APPLY WHAT YOU READ:
[a] Update the passage on the Ecuadorean oil spills. Begin at the words "She also pointed", stop after "however, remains suspended.", and change "Indigenous organizations" to "Indigenous groups".
[b] According to the passage on the Ecuadorean oil spills, how many people did the spills leave without food and water?
[c] Decide whether each statement agrees with the passage on the Ecuadorean oil spills:
(i) The land sinking that broke the pipelines took place on April 7.
(ii) The hearing that Indigenous organizations sought last June has been concluded.
(iii) Carlos Jipa is a lawyer with Amazon Frontlines.

Due to a land sinking that took place on April 7, parts of both the Trans-Ecuadorean Oil Pipeline System (SOTE) and the Heavy Crude Oil Pipeline (OCP) were broken. This accident provoked oil spills in the Coca and Napo rivers, which left over 27,000 people without food and water, who were struggling to survive the COVID-19 pandemic.

Since then, "state authorities, oil companies, and even the judicial system have failed to meet with citizen protection measures," the Amazon Frontlines lawyer Maria Espinosa said.

She also pointed out that "the Ecuadorean State has systematically violated the human and collective rights of Indigenous peoples, privileging corporate and extractive interests for decades."

Indigenous organizations warned that the tributary wear "is advancing rapidly", which would cause the release of large amounts of sediment, floods, destruction of riparian communities and would cause a new oil spill.

"We will not remain silent while our lands continue to be contaminated by oil and threatened by another spill," the Federation of Communes of People Born in the Ecuadorean Amazon (FCUNAE) President Carlos Jipa warned.

Last June, Indigenous organizations asked Ecuadorean judges for protection because of the severity of the damages caused by the oil spill. The hearing, however, remains suspended.

RECORDS:
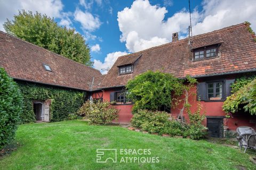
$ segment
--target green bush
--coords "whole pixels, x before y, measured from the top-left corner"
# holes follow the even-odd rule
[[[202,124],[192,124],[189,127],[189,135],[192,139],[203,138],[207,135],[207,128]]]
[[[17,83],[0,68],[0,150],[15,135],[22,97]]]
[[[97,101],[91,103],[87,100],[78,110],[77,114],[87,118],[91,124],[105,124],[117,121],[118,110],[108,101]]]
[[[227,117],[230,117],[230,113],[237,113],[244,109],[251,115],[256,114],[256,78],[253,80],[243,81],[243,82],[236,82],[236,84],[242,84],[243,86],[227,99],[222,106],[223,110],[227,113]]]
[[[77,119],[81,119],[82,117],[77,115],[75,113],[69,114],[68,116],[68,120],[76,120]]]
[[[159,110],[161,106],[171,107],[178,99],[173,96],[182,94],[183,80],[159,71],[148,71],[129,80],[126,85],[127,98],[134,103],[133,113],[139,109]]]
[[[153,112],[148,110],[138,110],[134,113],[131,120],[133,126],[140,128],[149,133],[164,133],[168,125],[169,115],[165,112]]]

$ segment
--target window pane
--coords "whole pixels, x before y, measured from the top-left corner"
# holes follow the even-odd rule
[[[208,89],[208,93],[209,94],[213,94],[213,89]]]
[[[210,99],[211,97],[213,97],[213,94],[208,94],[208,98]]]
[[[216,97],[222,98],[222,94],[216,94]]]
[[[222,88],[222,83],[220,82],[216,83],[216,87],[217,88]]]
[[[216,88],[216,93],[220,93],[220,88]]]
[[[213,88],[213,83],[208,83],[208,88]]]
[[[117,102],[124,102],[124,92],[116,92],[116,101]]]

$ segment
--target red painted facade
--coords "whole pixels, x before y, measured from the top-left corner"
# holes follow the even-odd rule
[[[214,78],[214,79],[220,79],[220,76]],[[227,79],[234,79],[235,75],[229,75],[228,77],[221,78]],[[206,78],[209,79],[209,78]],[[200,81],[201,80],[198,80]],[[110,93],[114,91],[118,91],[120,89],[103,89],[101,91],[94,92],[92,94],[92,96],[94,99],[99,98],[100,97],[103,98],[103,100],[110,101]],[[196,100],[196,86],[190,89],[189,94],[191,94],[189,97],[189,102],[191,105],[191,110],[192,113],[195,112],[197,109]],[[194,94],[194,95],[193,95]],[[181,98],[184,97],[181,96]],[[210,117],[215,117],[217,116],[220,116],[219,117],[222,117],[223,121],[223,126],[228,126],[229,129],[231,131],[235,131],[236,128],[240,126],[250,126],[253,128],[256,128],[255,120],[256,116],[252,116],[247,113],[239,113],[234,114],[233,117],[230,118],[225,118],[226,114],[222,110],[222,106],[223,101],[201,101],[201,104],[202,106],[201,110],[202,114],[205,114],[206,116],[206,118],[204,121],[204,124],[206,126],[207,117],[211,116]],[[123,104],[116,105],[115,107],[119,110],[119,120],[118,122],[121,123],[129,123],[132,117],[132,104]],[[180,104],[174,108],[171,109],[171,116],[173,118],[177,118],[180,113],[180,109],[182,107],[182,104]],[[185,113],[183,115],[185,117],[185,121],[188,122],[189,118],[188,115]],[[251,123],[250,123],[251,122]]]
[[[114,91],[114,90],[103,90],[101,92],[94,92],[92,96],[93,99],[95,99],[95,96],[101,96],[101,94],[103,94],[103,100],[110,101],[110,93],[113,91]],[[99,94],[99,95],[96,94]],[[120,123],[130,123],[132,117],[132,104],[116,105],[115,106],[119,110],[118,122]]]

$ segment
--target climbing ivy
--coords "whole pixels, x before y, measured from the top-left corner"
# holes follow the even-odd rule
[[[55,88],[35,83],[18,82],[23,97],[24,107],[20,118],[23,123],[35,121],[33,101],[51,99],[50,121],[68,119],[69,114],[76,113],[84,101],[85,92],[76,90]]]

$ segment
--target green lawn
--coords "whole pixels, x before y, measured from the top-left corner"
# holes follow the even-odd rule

ANSWERS TO EACH TASK:
[a]
She also pointed out that "the Ecuadorean State has systematically violated the human and collective rights of Indigenous peoples, privileging corporate and extractive interests for decades."

Indigenous groups warned that the tributary wear "is advancing rapidly", which would cause the release of large amounts of sediment, floods, destruction of riparian communities and would cause a new oil spill.

"We will not remain silent while our lands continue to be contaminated by oil and threatened by another spill," the Federation of Communes of People Born in the Ecuadorean Amazon (FCUNAE) President Carlos Jipa warned.

Last June, Indigenous groups asked Ecuadorean judges for protection because of the severity of the damages caused by the oil spill. The hearing, however, remains suspended.

[b] Over 27,000 people.

[c]
(i) Yes: "Due to a land sinking that took place on April 7"
(ii) No: "The hearing, however, remains suspended."
(iii) No: "the Federation of Communes of People Born in the Ecuadorean Amazon (FCUNAE) President Carlos Jipa"